* _PROBLEM DETAILS_: Write out the whole of the material exactly.

* _GIVEN RECORDS_:

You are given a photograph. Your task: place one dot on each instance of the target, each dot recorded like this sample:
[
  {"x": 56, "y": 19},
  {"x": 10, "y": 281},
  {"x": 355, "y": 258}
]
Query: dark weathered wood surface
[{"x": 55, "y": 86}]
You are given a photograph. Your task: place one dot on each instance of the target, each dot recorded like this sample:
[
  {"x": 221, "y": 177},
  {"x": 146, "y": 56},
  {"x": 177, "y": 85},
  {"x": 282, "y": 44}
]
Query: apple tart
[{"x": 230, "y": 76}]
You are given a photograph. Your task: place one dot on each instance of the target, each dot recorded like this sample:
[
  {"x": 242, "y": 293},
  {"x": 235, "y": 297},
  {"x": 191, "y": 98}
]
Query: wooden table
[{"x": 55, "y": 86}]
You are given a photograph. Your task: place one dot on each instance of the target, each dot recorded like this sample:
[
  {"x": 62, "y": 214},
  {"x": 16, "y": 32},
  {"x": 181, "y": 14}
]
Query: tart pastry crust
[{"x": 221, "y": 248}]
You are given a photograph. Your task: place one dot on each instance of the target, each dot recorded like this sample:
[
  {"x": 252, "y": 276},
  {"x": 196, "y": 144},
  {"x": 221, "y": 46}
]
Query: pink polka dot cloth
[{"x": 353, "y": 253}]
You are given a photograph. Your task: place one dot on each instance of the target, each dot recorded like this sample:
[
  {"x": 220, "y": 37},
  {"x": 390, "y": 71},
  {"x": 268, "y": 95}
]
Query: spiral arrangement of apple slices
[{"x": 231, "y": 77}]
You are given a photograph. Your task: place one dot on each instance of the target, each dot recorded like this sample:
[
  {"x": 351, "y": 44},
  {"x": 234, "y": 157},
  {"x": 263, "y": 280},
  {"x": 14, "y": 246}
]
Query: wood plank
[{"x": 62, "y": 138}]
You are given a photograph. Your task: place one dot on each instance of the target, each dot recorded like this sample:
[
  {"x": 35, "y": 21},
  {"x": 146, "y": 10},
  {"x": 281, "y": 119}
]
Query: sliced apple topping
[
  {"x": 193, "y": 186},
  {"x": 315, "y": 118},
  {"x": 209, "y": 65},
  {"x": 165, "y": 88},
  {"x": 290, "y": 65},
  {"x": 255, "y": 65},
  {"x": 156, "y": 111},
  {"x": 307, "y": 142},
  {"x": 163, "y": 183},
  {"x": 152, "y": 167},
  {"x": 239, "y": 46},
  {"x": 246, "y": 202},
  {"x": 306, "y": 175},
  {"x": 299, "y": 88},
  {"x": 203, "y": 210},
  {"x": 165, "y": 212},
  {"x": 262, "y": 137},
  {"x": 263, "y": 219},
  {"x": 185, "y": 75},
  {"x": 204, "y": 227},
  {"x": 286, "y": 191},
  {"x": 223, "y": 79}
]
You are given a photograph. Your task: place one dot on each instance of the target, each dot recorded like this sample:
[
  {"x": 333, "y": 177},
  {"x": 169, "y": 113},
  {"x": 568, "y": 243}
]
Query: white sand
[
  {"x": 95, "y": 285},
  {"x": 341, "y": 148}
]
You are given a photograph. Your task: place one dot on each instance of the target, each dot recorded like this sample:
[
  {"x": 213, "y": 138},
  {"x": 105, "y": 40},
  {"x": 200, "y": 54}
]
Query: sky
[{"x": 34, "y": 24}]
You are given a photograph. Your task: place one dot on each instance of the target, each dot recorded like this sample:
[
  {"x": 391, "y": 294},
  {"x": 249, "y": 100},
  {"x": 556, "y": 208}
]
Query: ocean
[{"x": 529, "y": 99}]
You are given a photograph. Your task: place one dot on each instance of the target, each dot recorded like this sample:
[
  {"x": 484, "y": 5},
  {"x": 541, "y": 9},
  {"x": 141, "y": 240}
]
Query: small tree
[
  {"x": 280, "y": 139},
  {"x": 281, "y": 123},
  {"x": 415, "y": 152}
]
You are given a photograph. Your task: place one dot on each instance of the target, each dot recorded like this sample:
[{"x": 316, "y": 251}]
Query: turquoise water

* _ANSWER TO THIS TASK_:
You are given a photograph. Your task: place one dot on each instance of the target, each dot recorded like this sample:
[
  {"x": 56, "y": 19},
  {"x": 10, "y": 281},
  {"x": 355, "y": 258}
]
Query: dark weathered wood surface
[{"x": 55, "y": 86}]
You are given a photograph. Your task: place one dot on each instance of the target, each dot recorded like this sample:
[
  {"x": 221, "y": 177},
  {"x": 146, "y": 56},
  {"x": 177, "y": 85},
  {"x": 282, "y": 44}
]
Query: apple tart
[{"x": 230, "y": 76}]
You are given a photograph. Your task: place one dot on each instance of the target, each dot recorded like this sample:
[
  {"x": 242, "y": 293},
  {"x": 235, "y": 297},
  {"x": 191, "y": 98}
]
Query: wooden table
[{"x": 55, "y": 86}]
You are given a photograph. Your task: place one dot on each instance of the target, each dot recorded like this sample:
[
  {"x": 62, "y": 214},
  {"x": 16, "y": 32},
  {"x": 181, "y": 14}
]
Query: tart pastry crust
[{"x": 221, "y": 248}]
You are given a photograph. Your task: place one dot on each instance of the target, each dot recorded like this sample:
[
  {"x": 252, "y": 276},
  {"x": 196, "y": 144},
  {"x": 221, "y": 46}
]
Query: pink polka dot cloth
[{"x": 353, "y": 253}]
You are given a photograph. Your task: place one dot on each instance of the target, each dot recorded like this sample:
[
  {"x": 220, "y": 37},
  {"x": 390, "y": 71},
  {"x": 268, "y": 95}
]
Query: spiral arrangement of apple slices
[{"x": 231, "y": 77}]
You are given a photograph. Your task: place one dot on each instance of the target, each dot recorded like this sample:
[
  {"x": 351, "y": 44},
  {"x": 234, "y": 157},
  {"x": 263, "y": 280},
  {"x": 14, "y": 246}
]
Query: wood plank
[{"x": 62, "y": 138}]
You are given a photograph. Your task: place one dot on each instance of the target, each dot recorded like this sample:
[
  {"x": 35, "y": 21},
  {"x": 146, "y": 10},
  {"x": 281, "y": 119}
]
Query: sliced apple topping
[
  {"x": 193, "y": 186},
  {"x": 315, "y": 118},
  {"x": 209, "y": 65},
  {"x": 165, "y": 88},
  {"x": 290, "y": 65},
  {"x": 255, "y": 65},
  {"x": 156, "y": 111},
  {"x": 307, "y": 142},
  {"x": 163, "y": 183},
  {"x": 152, "y": 167},
  {"x": 239, "y": 46},
  {"x": 246, "y": 202},
  {"x": 306, "y": 175},
  {"x": 299, "y": 88},
  {"x": 203, "y": 210},
  {"x": 165, "y": 212},
  {"x": 262, "y": 137},
  {"x": 263, "y": 219},
  {"x": 185, "y": 75},
  {"x": 204, "y": 227},
  {"x": 286, "y": 191},
  {"x": 223, "y": 79}
]
You are given a photograph. Your task: place one dot on each instance of the target, each dot recorded like this sample:
[
  {"x": 333, "y": 177},
  {"x": 169, "y": 113},
  {"x": 568, "y": 243}
]
Query: white sand
[
  {"x": 95, "y": 285},
  {"x": 341, "y": 148}
]
You are given a photograph. Your task: place one dot on each instance of the target, each dot recorded like this sample:
[
  {"x": 213, "y": 138},
  {"x": 105, "y": 40},
  {"x": 200, "y": 54}
]
Query: sky
[{"x": 34, "y": 24}]
You are given a photograph. Your task: place one dot on each instance of the target, each dot recorded like this sample:
[
  {"x": 391, "y": 294},
  {"x": 249, "y": 100},
  {"x": 556, "y": 208}
]
Query: ocean
[{"x": 529, "y": 99}]
You are given a photograph. Your task: place one dot on each instance of the target, each dot recorded like this sample:
[
  {"x": 484, "y": 5},
  {"x": 541, "y": 9},
  {"x": 141, "y": 240}
]
Query: small tree
[
  {"x": 280, "y": 139},
  {"x": 281, "y": 123},
  {"x": 415, "y": 152}
]
You are given a photograph. Your task: place one dot on each instance of the target, each dot recorded like this sample:
[{"x": 316, "y": 251}]
Query: turquoise water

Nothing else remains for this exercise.